Directions for this task
Change every occurrence of "innermost spot" in the records below to "most central point", and keep all other text the same.

━━━━━ Recorded information ━━━━━

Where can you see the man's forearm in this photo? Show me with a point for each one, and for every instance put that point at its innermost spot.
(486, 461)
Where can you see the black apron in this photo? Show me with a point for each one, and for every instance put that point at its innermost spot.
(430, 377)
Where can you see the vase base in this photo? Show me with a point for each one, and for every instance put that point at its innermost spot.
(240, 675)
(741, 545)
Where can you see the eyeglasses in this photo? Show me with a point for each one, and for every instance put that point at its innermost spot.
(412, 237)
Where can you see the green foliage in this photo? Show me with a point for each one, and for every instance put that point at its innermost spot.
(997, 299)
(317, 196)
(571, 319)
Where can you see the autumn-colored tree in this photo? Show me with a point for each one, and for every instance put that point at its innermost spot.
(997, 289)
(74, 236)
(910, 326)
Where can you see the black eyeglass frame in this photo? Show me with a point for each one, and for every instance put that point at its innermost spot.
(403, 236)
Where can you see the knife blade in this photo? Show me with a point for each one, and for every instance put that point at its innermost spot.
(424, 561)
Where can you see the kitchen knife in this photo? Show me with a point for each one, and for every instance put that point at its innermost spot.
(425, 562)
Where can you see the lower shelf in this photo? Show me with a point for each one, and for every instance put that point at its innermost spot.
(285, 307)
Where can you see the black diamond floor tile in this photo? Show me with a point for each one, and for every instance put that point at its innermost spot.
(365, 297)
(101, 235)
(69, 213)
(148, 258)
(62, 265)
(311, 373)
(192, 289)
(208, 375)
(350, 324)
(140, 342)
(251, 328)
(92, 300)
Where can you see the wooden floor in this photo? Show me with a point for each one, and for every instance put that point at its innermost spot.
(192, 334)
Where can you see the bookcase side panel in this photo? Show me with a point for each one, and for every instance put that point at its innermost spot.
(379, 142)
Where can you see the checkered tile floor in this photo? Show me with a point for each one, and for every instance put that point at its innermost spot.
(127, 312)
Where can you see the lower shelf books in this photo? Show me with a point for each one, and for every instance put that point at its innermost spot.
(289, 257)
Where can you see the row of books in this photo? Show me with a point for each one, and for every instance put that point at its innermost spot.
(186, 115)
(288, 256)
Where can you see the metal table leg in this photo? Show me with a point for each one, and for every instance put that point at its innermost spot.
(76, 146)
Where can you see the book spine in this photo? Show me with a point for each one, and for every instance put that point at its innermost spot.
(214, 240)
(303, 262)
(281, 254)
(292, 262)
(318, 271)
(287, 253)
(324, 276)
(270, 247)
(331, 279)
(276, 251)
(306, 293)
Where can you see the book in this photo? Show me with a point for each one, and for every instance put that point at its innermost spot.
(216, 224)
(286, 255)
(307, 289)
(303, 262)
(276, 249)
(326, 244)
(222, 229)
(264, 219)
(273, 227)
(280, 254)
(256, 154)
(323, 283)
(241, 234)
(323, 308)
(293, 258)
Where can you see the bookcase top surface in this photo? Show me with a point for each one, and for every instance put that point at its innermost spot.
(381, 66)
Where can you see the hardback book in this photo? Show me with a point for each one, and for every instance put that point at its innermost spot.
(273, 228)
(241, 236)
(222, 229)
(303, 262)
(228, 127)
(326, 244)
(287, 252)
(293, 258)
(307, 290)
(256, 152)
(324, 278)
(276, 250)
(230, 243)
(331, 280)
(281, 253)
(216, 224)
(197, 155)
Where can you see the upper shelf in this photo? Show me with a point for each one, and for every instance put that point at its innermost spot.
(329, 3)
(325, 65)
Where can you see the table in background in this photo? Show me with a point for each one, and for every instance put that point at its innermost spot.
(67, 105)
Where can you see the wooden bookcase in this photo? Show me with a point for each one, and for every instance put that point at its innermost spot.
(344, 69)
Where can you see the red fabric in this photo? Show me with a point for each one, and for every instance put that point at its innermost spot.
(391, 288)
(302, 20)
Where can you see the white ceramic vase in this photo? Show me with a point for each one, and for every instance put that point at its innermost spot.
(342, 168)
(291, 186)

━━━━━

Solved problem
Where can you see the man's forearm in this photo? Show me with a point for each one, and for every instance put that point at its most central point.
(486, 461)
Where can you see the black apron in this photo? Show me with a point for each one, and for every instance put that point at its most central point.
(430, 377)
Where can you see the vase base in this photo? Show me with a point for each one, and for every instance put that point at its most central point.
(240, 675)
(741, 545)
Where can you see the eyeglasses in this photo? Show me with a point for each one, and for every instance put that point at its most central point.
(412, 237)
Where can you see the green foliage in this photo? Show me with a point for each one, and for every instance put that point at its most central point.
(997, 299)
(317, 196)
(571, 319)
Where can you see the autumn-colored tree in this photo? Show me with a point for each one, and for every instance put that point at its most central point.
(997, 289)
(74, 236)
(910, 326)
Where can you see the black eyeglass frame in this photo? Show me with a point for each one, and for every instance put that point at its most central point.
(403, 236)
Where can you see the knife blade in this photo? Show me with a point for each one, and for every instance put that point at its most central point.
(424, 561)
Where can you see the kitchen knife in this photo? Show me with a point for each one, and for every instance put that point at its most central point.
(425, 562)
Where can you see the lower shelf in this photo? Show me with a point for each one, and for every instance put that point at its most central point.
(285, 307)
Where can you see the black diamond floor tile in this photo? Show me with a point for each one, and for every instance put that point at its most central point.
(365, 297)
(101, 235)
(69, 213)
(148, 258)
(62, 265)
(311, 373)
(192, 289)
(208, 375)
(350, 324)
(140, 342)
(251, 328)
(92, 300)
Where can you see the wooden floor in this photo? Show me with a point for each one, and for every instance put that point at its most central point.
(192, 334)
Where can you see the bookcase side panel in this photo? Show me with a point for each one, and for every instance put that point at its most central point.
(379, 142)
Where can you see the checkered tile floor in this photo? Show me with a point for each one, and for every instance put that point at its most central point.
(127, 312)
Where can you see the lower shelf books in this photo? Show me with a point for each one, and for every instance put that point at its most central point.
(289, 257)
Where can you see the row of books in this photo? Show me with a point for each one, and for every instance put that point at its most central point.
(186, 115)
(288, 256)
Where can you see the metal table leg in this photo? Show me with a point for each one, and for every instance put that point at its most central point.
(76, 146)
Where can you see the book spine in this photo? Show me with a point for each one, and for every instance put that point at its most central point.
(214, 240)
(303, 262)
(281, 254)
(292, 262)
(318, 271)
(287, 253)
(324, 276)
(270, 247)
(331, 279)
(276, 251)
(306, 293)
Where can you see the book in this photo? Show me with a point for each one, and for every instance put that point at its most central point.
(216, 224)
(286, 255)
(307, 289)
(303, 262)
(276, 249)
(326, 244)
(222, 229)
(264, 219)
(273, 227)
(280, 254)
(256, 154)
(323, 283)
(241, 234)
(323, 308)
(293, 258)
Where can you see the bookcase top surface in this photo? Show me with a point for each one, and for every instance put that point at its most central point.
(381, 66)
Where can you see the hardback book in this photo? Show me with a point for each one, and for every instance put that point at its most central point.
(273, 228)
(241, 236)
(222, 229)
(303, 262)
(228, 127)
(326, 244)
(287, 252)
(293, 258)
(307, 290)
(256, 152)
(324, 278)
(276, 250)
(230, 243)
(331, 280)
(281, 253)
(216, 224)
(197, 155)
Where can you see the upper shelf in this photo? Show me with a point for each one, and for every instance put that point at its most central point.
(329, 3)
(325, 65)
Where can you see the table in background in this photo? Show me with a point for each one, and for every instance put that point at its most central point.
(67, 105)
Where can you see the wooden bookcase in this photo? Show me with a point for each one, and for every instance put that point at its most central point.
(344, 69)
Where can you see the red fabric in this photo? Show me with a point for each one, and for every instance put that point at its most central point.
(391, 288)
(302, 20)
Where can you see the white ceramic vase in this photo? Show me with a point for each one, and for every instance put that point at its most central point.
(342, 168)
(291, 186)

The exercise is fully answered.